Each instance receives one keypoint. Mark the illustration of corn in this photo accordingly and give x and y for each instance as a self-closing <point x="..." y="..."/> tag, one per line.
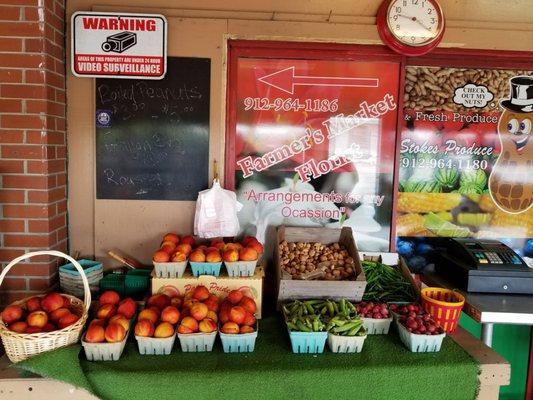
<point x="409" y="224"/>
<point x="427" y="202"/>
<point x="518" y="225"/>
***
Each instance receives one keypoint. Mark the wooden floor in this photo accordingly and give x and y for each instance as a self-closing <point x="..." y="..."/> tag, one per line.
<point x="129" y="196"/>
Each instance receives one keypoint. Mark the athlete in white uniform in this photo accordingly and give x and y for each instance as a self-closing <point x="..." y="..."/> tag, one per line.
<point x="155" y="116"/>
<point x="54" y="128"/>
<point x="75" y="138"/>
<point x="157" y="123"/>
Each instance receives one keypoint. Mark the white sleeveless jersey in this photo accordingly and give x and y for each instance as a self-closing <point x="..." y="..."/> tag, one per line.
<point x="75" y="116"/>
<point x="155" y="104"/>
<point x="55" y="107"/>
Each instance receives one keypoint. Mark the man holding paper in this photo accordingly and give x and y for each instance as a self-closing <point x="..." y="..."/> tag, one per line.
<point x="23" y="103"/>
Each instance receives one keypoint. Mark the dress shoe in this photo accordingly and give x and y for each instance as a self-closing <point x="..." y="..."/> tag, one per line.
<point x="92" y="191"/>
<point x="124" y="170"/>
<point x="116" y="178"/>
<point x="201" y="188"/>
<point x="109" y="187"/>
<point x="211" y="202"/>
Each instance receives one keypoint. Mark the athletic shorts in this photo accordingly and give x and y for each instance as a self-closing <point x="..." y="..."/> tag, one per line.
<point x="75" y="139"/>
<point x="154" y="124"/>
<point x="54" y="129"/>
***
Identify every line in the records above that contains the string "white", and copy each of those lines in full.

Answer for the task >>
Each instance receives one keypoint. Mark the athlete in white uniform in this photo accordingly and give x and y for each instance as a self-closing <point x="..." y="..."/> tag, one per line.
Each instance receives one keypoint. Mark the white sleeveless jersey in this photo accordingly and give x and y for each instance as a self-closing <point x="..." y="..."/> tag, one per line.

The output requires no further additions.